AIM OF THE TASK =
Substitute "butterscotch chip" for every "chocolate chip" in the part of the listing that opens with its first line and closes with the line containing "(1125, 704)", and write out only those lines with nothing else altered.

_ _ _ _ _ _ _

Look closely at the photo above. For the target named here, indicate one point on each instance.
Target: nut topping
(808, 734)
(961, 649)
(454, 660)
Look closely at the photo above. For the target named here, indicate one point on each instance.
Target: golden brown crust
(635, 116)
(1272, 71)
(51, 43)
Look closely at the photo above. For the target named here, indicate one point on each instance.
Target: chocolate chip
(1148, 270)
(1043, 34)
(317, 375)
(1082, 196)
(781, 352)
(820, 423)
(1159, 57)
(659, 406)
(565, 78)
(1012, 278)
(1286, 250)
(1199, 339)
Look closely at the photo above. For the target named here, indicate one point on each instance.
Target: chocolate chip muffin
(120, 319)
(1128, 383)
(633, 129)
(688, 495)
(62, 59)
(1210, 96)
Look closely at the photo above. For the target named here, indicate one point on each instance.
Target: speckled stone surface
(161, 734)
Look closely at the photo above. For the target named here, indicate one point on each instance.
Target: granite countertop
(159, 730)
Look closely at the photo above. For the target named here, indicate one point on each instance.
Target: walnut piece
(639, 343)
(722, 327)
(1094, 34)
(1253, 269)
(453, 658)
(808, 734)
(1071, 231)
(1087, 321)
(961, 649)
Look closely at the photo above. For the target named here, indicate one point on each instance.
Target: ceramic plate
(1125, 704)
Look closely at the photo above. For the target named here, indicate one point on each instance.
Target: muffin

_ _ _ _ _ _ _

SOLUTION BELOW =
Look closely at the photo above. For the target named here, indicate one point on each instance.
Target: nut topping
(808, 734)
(961, 649)
(454, 660)
Look closely at the photo above. For the target named here, indicate one point on each instance.
Target: golden brown crust
(635, 116)
(1272, 71)
(51, 43)
Look closely at the photo above. For the target named here, indicate one point on each instance.
Target: butterscotch chip
(1148, 270)
(1043, 34)
(317, 375)
(1082, 196)
(781, 352)
(820, 423)
(1159, 57)
(659, 406)
(565, 78)
(1012, 278)
(1286, 250)
(1199, 339)
Look closely at the photo above. For the target named here, indicate one point on each instance.
Target: butterscotch chip muffin
(120, 319)
(1128, 383)
(633, 129)
(688, 495)
(62, 59)
(1210, 96)
Look closely at the photo above. For the target named here, indicate one point on each instance.
Target: speckled stone surface
(161, 734)
Look closely at the photo above. For the target named here, indicate one point on each instance.
Target: granite countertop
(159, 730)
Look closely at the photo above. For the target named here, indicate one point on each instance.
Target: walnut piece
(639, 343)
(722, 327)
(1094, 34)
(1253, 269)
(453, 658)
(808, 734)
(1071, 231)
(1087, 321)
(961, 649)
Look closely at the photo above. For the target named here, indicate one point on each instance.
Target: ceramic plate
(1125, 704)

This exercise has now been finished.